### Activity A
Answer these questions from the post about the finished thesis, one answer per line, marked (i), (ii), (iii) like the questions.
(i) In which city has the writer been working as a consultant?
(ii) Which two challenges facing healthcare services in the developed world does the abstract name?
(iii) How many decades of experience in integrating health- and social care do the intellectual disabilities services have?
### Activity B
Please repeat the stretch of the post about the finished thesis from "Applicability of Engineering Design Processes in" through "social care organisation.", word for word.

### Excerpt to read
┏━━
I have been quiet for an aweful long time - and a lot has happened since. Most importantly: my thesis is all done, approved and on the shelves of the Cambridge libary, so I am now a doctor (yeah). I since moved back to Germany and for the last 14 month I have been working as a consultant in Munich, with a focus on health care projects.
In case you are interested, I pasted the abstract of my thesis below. If you want to read the full thing, drop me a message (ideally with a bit of beackground on what you do and why you are interested in my work) and I can send you the pdf.
Applicability of Engineering Design Processes in
the Design of Integrated Intellectual Disabilities Services in England
This
dissertation investigates the applicability of engineering design processes for
the design of integrated intellectual disabilities (ID) services in England. It
aspires to contribute to the development of an engineering-design-style (ED)
design process for a particular integrated health and social care organisation.
Healthcare services in the developed world are faced with challenges arising
from a growing burden of chronic disease and aging populations. In order to
address these challenges, a more holistic understanding of health that also
considers social factors is needed. A local integrated care service for people
with intellectual disabilities constitutes an interesting case study as these intellectual
disabilities services have several decades of experience in integrating health-
and social care.
┗━━
### Data section
┏━━
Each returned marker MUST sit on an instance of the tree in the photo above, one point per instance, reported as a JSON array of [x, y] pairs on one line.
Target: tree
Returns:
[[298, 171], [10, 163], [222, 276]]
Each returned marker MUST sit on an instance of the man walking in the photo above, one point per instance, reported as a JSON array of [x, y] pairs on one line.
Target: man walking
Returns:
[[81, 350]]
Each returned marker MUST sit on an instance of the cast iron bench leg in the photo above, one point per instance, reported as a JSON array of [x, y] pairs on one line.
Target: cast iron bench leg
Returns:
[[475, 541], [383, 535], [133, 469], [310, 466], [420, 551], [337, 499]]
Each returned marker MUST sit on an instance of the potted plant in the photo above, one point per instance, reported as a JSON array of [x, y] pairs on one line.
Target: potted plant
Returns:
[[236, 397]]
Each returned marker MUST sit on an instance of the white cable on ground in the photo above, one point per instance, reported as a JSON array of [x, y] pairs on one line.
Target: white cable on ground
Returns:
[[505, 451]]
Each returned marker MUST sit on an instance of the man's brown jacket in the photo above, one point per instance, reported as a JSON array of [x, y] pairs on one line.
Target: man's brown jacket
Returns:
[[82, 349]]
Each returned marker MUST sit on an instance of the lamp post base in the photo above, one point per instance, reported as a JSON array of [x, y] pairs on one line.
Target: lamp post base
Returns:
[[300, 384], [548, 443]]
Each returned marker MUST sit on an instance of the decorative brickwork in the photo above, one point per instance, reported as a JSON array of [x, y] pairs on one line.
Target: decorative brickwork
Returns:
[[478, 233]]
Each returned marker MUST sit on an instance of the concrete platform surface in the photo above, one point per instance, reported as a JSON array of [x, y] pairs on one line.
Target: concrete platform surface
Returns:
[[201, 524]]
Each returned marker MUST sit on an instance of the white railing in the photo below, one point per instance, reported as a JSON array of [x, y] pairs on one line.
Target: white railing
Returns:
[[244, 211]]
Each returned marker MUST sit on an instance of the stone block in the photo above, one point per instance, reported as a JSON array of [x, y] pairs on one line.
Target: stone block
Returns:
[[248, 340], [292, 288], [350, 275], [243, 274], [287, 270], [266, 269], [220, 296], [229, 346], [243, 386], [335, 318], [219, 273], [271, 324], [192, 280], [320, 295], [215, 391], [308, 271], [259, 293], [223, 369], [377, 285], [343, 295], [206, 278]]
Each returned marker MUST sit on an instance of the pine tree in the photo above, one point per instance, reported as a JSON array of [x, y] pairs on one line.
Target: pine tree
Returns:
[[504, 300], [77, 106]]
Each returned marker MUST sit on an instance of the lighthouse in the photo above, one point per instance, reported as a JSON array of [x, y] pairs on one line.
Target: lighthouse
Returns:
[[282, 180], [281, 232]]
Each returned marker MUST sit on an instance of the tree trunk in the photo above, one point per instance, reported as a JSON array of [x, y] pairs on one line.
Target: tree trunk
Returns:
┗━━
### Expected output A
(i) Munich
(ii) A growing burden of chronic disease and aging populations
(iii) Several decades

### Expected output B
Applicability of Engineering Design Processes in
the Design of Integrated Intellectual Disabilities Services in England
This
dissertation investigates the applicability of engineering design processes for
the design of integrated intellectual disabilities (ID) services in England. It
aspires to contribute to the development of an engineering-design-style (ED)
design process for a particular integrated health and social care organisation.